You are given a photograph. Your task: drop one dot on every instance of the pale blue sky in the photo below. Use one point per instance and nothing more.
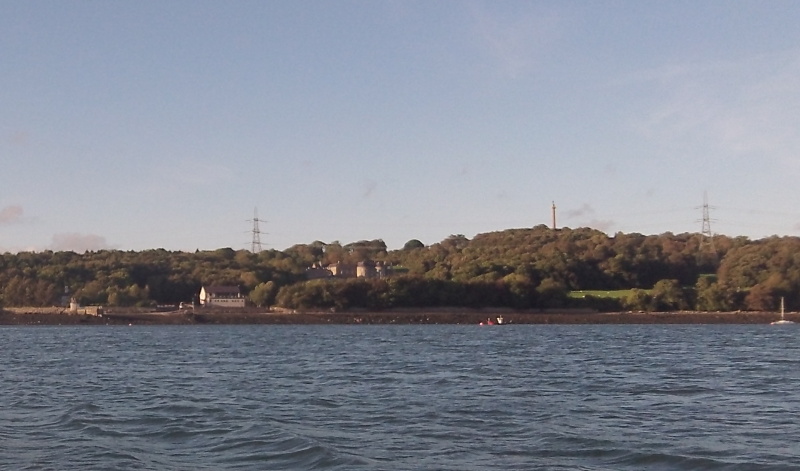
(152, 124)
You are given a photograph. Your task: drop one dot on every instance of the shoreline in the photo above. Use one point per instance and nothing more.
(399, 317)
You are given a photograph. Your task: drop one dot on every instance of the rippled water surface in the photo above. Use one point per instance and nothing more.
(400, 398)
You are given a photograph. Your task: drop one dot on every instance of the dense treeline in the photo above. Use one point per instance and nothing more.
(521, 268)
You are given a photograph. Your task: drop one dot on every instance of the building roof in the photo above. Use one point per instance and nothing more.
(221, 289)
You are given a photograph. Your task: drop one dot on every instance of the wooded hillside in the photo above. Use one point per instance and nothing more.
(520, 268)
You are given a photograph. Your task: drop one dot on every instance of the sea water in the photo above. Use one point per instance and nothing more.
(621, 397)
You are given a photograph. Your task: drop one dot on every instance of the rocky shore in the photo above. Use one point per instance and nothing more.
(418, 316)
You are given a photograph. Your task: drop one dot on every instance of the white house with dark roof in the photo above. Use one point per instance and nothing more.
(221, 296)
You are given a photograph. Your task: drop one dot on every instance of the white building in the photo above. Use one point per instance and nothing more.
(221, 296)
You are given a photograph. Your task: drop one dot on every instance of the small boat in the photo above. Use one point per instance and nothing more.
(496, 321)
(783, 320)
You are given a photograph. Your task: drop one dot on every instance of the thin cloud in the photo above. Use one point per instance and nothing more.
(584, 210)
(369, 188)
(11, 215)
(78, 242)
(742, 108)
(515, 44)
(19, 139)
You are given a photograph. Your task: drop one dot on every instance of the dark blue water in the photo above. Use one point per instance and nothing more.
(400, 398)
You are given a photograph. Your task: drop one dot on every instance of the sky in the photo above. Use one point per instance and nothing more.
(151, 124)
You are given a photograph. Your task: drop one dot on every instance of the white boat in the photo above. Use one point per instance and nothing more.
(783, 320)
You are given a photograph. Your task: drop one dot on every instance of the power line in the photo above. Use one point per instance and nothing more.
(256, 243)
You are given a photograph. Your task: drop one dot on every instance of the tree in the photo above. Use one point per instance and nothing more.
(667, 295)
(263, 295)
(413, 244)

-.-.-

--- Stated goal ---
Can you reproduce the listing from the line with "the white boat" through the end of the listing, with the requests left as they are and every coordinate in the answers rescaled by 1.05 and rounded to a whole number, halves rounded up?

--- Reply to the task ---
You are given a photograph. Your task: drop one dot on every instance of the white boat in the photo above. Use one point per instance and nothing more.
(822, 336)
You are given a photograph. Your task: drop one dot on every instance of the power line in the photo above. Use one point per instance and nothing more.
(269, 255)
You are given a photograph. Your task: drop one dot on every instance of the tree in the photo above. Use one point per instance and nothing more.
(700, 310)
(276, 310)
(434, 256)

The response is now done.